— BEGIN Exercise material —
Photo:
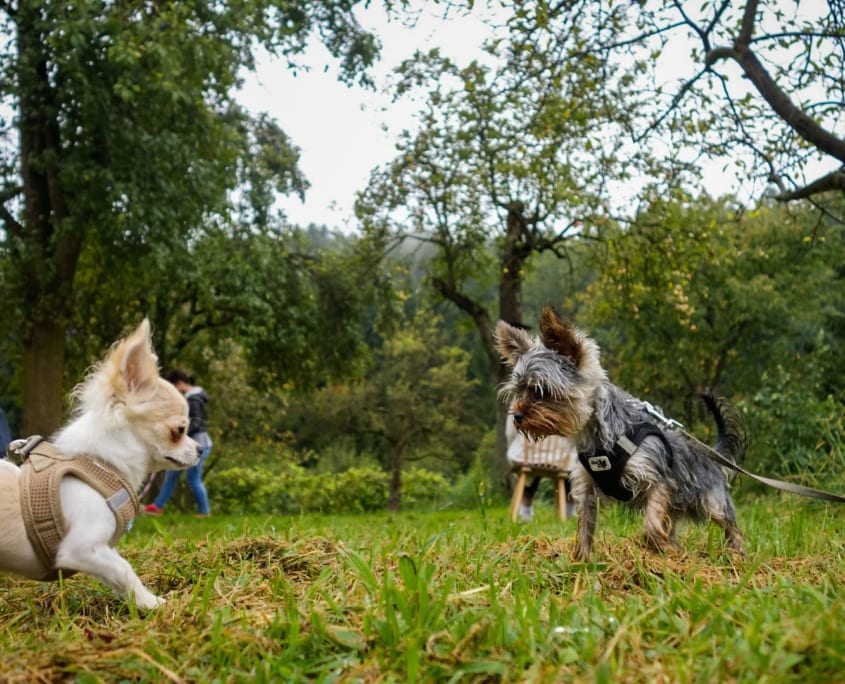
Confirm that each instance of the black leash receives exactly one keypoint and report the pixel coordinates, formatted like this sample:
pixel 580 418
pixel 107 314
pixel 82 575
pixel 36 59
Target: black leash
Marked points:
pixel 792 488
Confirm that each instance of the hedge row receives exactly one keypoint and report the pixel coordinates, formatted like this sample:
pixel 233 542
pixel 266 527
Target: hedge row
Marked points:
pixel 297 490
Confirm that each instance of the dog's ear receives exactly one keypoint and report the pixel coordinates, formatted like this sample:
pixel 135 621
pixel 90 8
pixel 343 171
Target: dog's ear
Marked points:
pixel 511 342
pixel 560 335
pixel 134 361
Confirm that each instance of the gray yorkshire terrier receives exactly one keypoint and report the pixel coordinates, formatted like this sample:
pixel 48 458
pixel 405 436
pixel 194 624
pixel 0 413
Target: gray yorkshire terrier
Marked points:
pixel 558 387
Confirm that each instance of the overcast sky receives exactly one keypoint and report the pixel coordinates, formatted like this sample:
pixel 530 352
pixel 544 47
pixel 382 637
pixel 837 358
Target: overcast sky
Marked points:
pixel 344 132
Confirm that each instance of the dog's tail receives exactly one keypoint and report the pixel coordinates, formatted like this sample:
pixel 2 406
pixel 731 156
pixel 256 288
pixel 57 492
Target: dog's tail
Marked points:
pixel 732 438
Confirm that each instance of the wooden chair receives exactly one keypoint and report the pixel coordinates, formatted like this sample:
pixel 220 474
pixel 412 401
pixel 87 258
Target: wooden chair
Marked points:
pixel 552 457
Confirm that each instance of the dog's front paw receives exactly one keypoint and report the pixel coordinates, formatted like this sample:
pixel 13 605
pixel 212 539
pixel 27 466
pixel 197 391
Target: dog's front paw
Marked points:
pixel 148 601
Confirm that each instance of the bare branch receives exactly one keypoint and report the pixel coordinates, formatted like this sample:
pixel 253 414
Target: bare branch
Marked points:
pixel 835 180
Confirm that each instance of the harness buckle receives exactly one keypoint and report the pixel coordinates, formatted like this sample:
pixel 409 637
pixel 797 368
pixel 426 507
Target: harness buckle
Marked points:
pixel 657 414
pixel 599 464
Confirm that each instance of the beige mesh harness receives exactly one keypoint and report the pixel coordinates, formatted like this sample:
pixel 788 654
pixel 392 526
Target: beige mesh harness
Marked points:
pixel 41 475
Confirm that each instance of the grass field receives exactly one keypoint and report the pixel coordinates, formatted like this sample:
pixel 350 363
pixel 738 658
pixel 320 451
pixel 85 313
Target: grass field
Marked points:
pixel 447 596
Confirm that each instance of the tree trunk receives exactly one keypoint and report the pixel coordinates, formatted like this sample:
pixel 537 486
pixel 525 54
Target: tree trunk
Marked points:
pixel 43 368
pixel 514 254
pixel 394 499
pixel 51 245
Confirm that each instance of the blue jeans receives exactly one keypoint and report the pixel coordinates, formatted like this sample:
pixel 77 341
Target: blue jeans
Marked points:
pixel 193 476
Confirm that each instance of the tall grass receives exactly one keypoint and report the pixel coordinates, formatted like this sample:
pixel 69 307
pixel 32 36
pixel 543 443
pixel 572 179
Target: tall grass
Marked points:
pixel 447 596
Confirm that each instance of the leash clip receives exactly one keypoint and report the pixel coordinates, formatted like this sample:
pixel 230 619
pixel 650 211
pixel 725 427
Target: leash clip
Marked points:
pixel 668 423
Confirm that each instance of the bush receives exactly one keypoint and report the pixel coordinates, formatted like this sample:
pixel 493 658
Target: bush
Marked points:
pixel 293 489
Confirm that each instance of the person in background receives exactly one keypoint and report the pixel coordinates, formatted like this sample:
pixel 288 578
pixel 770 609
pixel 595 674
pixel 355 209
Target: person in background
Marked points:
pixel 197 430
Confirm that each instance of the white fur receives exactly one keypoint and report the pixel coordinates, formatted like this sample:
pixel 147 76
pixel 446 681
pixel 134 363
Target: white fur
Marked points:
pixel 128 417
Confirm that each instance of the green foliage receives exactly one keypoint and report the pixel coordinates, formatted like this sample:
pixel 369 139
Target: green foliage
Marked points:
pixel 292 489
pixel 696 295
pixel 131 143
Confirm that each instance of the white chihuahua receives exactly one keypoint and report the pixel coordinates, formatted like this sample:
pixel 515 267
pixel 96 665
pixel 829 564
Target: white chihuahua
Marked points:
pixel 127 419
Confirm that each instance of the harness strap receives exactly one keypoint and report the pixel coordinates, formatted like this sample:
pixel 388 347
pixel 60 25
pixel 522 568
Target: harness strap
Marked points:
pixel 41 475
pixel 606 467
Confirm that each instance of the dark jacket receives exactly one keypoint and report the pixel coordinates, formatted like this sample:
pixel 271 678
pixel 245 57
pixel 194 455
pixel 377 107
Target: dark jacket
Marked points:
pixel 198 415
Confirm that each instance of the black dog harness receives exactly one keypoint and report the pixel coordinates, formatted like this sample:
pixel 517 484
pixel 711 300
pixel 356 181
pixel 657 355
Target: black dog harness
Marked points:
pixel 606 467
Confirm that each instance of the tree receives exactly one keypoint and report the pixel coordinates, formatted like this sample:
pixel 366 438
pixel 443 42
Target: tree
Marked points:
pixel 701 293
pixel 414 404
pixel 129 138
pixel 514 155
pixel 753 81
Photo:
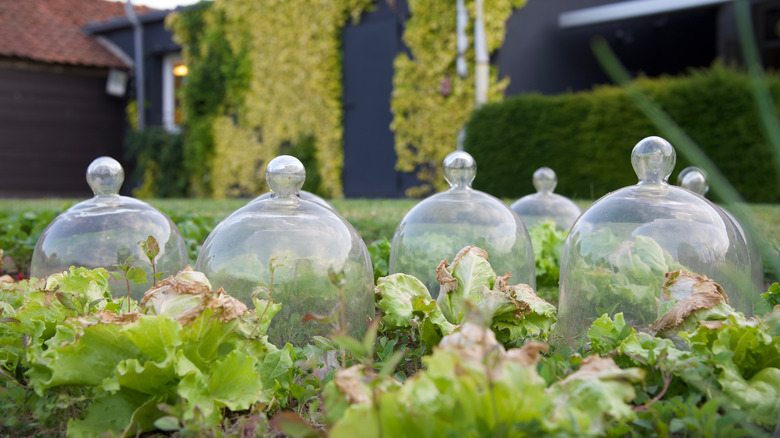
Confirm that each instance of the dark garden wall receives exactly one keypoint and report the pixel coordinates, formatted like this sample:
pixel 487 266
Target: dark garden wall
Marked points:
pixel 53 123
pixel 587 137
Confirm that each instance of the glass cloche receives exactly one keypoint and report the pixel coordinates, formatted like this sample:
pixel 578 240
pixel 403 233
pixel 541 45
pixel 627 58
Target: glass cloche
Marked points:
pixel 297 252
pixel 619 250
pixel 441 225
pixel 695 180
pixel 104 231
pixel 545 205
pixel 309 196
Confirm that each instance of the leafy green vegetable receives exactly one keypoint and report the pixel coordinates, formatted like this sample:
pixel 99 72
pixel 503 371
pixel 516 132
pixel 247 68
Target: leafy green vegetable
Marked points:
pixel 195 356
pixel 772 296
pixel 406 303
pixel 547 241
pixel 380 257
pixel 469 284
pixel 472 387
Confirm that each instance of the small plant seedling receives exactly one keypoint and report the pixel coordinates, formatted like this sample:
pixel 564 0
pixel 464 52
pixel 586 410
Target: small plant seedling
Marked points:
pixel 151 249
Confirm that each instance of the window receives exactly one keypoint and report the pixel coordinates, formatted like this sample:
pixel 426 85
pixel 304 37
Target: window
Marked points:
pixel 174 72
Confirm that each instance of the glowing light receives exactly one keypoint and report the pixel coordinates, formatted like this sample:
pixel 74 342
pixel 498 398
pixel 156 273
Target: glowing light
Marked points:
pixel 180 70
— END Exercise material —
§ **Brief**: Convert everything from the line containing "Confirm that each instance of the green" down to the line containing "pixel 131 143" into a Markdown table with the columns Row and Record line. Number each line in Row and omit blank lines.

§ **Finished answer**:
| Row | Record line |
|---|---|
| 1 | Confirm that each instance of the green foliage receives exactly one keypoint and report the pixel coordinates, formatted like this sample: |
| 2 | pixel 369 139 |
| 3 | Target: green foliage |
| 4 | Marked points: |
| 5 | pixel 292 489 |
| 6 | pixel 696 295 |
| 7 | pixel 131 143 |